New Dust Filter Material Created from Nanofibers
July 10, 2018
A team of researchers at Stanford University have developed a new nanofiber filtration material with flame retardant qualities that may eventually replace filters made of woven fabrics in dust filtration systems used in industrial processes and energy production.
The team’s research, “Core-Shell Nanofibrous Materials with High Particulate Matter Removal Efficiencies and Thermally Triggered Flame Retardant Properties,” was published this month in the American Chemical Society research journal ACS Central Science.
“We have developed a ‘smart’ multifunctional material which can capture PM [particulate matter] with high efficiency and an extremely low pressure drop, while possessing a flame retardant design,” the researchers wrote in the paper’s abstract. “This multifunctionality is achieved through a core-shell nanofiber design with the polar polymer Nylon-6 as the shell and the flame retardant triphenyl phosphate (TPP) as the core.”

• [WHAT THIS EXERCISE ASKS]
- A) Rewrite the stretch of the nanofiber filter article from "New Dust Filter" through "and energy production.", swapping "woven fabrics" for "knitted fabrics".
- B) According to the nanofiber filter article, in which journal was the team's research published?
- C) Write the next few sentences of the nanofiber filter article.
These lines have no connection to the nanofiber filter article.

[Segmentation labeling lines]

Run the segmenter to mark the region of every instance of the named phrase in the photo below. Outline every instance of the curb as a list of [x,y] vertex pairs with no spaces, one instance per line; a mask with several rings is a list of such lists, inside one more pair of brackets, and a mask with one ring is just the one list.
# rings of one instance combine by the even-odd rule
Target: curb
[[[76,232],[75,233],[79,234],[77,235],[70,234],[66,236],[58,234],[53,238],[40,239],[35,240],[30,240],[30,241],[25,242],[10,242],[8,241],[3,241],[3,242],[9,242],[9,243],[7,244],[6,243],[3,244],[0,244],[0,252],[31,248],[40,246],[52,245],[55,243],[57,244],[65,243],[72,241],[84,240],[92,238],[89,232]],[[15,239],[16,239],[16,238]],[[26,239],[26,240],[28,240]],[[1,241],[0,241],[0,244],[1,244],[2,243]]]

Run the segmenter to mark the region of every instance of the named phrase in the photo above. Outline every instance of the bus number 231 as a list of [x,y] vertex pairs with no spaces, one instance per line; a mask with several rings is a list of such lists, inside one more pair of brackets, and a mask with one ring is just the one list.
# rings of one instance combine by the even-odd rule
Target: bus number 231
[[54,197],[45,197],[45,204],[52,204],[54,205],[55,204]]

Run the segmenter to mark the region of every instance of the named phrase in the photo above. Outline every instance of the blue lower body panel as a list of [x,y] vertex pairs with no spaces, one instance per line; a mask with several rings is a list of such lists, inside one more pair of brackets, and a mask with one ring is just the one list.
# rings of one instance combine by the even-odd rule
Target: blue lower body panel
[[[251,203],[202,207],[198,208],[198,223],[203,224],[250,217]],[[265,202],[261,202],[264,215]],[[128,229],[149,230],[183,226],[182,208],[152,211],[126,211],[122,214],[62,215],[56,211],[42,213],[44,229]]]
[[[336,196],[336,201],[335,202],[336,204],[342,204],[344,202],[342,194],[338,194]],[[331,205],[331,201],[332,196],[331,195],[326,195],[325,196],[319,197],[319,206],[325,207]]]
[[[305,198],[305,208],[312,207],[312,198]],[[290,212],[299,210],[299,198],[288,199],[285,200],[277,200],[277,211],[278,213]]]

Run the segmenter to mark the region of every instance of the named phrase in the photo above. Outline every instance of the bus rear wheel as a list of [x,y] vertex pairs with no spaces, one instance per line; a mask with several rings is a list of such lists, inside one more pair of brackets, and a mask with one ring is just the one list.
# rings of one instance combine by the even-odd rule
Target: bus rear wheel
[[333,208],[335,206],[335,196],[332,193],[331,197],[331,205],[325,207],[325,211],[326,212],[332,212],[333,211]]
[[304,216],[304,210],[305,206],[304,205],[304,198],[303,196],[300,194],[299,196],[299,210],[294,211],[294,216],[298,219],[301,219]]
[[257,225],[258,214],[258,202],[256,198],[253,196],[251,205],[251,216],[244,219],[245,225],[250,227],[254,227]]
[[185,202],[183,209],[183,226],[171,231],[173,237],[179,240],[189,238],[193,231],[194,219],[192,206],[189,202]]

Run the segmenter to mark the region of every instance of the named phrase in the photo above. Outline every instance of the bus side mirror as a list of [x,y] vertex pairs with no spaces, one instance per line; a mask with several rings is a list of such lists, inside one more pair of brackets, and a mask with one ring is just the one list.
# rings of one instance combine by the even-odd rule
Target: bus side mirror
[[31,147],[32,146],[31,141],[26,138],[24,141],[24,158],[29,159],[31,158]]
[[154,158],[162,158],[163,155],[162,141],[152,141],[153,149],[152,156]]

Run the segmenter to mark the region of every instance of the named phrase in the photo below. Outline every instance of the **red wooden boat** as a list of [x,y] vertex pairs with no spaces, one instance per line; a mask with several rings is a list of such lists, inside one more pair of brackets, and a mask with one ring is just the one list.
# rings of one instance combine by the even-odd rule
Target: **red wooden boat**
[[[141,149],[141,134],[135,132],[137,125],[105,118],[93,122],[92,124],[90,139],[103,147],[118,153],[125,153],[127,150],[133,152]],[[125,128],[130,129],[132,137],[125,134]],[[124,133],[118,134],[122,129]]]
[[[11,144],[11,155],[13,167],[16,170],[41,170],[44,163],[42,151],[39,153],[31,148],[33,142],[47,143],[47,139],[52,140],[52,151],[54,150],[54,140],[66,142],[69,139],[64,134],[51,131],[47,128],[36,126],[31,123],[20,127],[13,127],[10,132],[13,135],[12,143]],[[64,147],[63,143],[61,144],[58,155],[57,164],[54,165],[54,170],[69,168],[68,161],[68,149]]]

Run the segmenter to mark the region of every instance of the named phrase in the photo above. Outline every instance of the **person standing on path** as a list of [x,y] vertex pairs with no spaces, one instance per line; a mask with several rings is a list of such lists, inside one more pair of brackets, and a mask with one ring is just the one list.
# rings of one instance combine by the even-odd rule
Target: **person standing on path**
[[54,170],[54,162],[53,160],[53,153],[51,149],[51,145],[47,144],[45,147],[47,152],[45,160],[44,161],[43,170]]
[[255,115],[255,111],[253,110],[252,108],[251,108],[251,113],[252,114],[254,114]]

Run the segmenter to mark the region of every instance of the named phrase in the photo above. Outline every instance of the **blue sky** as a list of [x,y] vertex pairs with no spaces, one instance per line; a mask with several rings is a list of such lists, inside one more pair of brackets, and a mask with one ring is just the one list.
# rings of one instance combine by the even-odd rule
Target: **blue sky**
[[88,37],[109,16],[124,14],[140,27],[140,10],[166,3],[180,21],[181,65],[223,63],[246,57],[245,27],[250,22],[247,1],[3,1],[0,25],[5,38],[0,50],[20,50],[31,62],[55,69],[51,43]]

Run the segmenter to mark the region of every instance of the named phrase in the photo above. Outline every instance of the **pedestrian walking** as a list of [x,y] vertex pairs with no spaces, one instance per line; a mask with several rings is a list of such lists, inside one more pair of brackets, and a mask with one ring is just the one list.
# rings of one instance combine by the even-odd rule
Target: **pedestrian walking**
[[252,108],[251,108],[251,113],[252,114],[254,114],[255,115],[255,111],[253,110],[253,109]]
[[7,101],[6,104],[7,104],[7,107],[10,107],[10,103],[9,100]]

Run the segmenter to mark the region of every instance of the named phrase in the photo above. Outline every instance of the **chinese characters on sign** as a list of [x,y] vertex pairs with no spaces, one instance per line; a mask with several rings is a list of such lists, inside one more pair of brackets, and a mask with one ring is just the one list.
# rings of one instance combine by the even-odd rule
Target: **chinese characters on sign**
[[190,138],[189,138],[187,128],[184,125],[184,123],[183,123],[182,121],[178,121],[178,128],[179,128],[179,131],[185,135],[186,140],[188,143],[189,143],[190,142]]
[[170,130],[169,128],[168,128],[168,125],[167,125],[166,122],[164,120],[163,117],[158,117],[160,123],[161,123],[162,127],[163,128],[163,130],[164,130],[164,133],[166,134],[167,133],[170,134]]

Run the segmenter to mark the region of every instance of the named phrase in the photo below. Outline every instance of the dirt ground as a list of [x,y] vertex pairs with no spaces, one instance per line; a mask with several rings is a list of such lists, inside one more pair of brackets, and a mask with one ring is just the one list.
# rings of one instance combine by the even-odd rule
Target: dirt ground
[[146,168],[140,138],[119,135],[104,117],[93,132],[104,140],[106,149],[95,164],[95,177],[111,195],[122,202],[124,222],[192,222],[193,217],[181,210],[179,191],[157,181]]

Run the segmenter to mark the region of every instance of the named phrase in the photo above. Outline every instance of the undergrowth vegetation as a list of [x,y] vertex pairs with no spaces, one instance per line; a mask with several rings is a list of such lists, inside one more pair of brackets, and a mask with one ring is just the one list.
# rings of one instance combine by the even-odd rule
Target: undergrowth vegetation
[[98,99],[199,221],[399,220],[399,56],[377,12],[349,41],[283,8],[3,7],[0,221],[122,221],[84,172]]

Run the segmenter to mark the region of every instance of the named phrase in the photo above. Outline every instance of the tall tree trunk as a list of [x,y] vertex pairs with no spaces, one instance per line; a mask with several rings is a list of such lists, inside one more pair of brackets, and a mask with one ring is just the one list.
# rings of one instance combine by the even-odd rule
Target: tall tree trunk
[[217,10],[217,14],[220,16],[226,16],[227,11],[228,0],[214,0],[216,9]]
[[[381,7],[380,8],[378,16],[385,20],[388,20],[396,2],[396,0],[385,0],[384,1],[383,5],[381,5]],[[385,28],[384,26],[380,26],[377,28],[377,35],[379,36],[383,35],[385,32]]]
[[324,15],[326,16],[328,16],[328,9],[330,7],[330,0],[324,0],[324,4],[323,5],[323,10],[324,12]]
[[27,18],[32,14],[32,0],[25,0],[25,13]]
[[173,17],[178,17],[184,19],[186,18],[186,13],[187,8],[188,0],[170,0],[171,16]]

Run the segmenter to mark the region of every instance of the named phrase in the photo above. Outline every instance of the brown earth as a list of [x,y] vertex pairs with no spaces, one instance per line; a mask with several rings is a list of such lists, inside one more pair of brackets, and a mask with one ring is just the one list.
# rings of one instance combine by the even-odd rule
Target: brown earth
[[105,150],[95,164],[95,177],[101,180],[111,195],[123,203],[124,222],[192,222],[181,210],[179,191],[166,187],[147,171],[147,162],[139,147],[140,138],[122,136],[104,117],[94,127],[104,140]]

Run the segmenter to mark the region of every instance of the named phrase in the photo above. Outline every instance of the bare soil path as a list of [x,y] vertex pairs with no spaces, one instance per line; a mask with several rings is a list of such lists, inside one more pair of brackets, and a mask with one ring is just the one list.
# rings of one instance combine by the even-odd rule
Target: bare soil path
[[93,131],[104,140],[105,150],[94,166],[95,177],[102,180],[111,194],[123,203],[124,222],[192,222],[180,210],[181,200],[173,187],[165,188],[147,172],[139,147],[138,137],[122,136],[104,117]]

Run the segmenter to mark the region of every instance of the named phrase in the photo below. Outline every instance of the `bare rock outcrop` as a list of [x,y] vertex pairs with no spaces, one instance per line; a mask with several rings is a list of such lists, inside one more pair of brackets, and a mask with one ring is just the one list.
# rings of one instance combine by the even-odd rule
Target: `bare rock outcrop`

• [RESPONSES FOR EACH TASK]
- A)
New Dust Filter Material Created from Nanofibers
July 10, 2018
A team of researchers at Stanford University have developed a new nanofiber filtration material with flame retardant qualities that may eventually replace filters made of knitted fabrics in dust filtration systems used in industrial processes and energy production.

- B) ACS Central Science, an American Chemical Society research journal.

- C)
Led by Dr. Yi Cui, professor of materials science and engineering and photon science, the Stanford team’s research on the nanofiber sought to address several issues presented by extant fabric-based dust filtration filters. The drawbacks of the conventional systems identified by the Stanford team include low filtration efficiency, particularly for PM under 1 µm; significant drops in air pressure throughout the filter; and the safety risks presented by combustible dust explosions and fires.
The researchers found that its nanofiber captured 99.00% of PM2.5 and greater than 99.50% for PM10-2.5 at an optical transmittance of 80%. Using the new material resulted in a pressure drop of 0.25 kPa at a 0.5 s-1 flow rate, according to the ACS paper. Along with the Nylon-6 in a polymer shell, a fire-retardant inner core of the nanofiber is produced by electrospinning TPP.
If an explosion occurs, the Nylon-6 exterior melts away, exposing the flame-quenching TPP material. Dr. Yi Cui’s team said the inner core of the material does not interfere with its performance in filtration.
To read the full paper, click here.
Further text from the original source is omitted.